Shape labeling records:

/---

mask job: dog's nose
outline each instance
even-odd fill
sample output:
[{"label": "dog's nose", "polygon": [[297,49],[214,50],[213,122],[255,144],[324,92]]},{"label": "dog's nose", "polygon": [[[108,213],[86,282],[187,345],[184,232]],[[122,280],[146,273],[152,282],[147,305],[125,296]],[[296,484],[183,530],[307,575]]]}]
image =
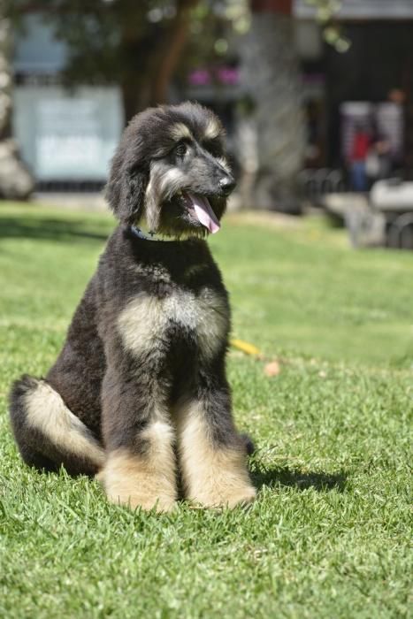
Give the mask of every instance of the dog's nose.
[{"label": "dog's nose", "polygon": [[219,188],[221,189],[224,195],[229,195],[231,192],[235,188],[235,180],[232,176],[225,176],[219,181]]}]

\---

Description of the task:
Write out the lines above verbatim, leaving out the pictures.

Full answer:
mask job: dog's nose
outline each instance
even-odd fill
sample output:
[{"label": "dog's nose", "polygon": [[297,49],[214,50],[213,122],[255,144],[324,92]]},{"label": "dog's nose", "polygon": [[[108,213],[86,282],[187,345],[184,232]],[[122,280],[146,273],[152,282],[147,305],[125,296]],[[296,484],[183,530],[307,575]]]}]
image =
Give the mask of every instance of the dog's nose.
[{"label": "dog's nose", "polygon": [[219,188],[221,189],[224,195],[229,195],[231,192],[235,188],[235,180],[232,176],[225,176],[219,181]]}]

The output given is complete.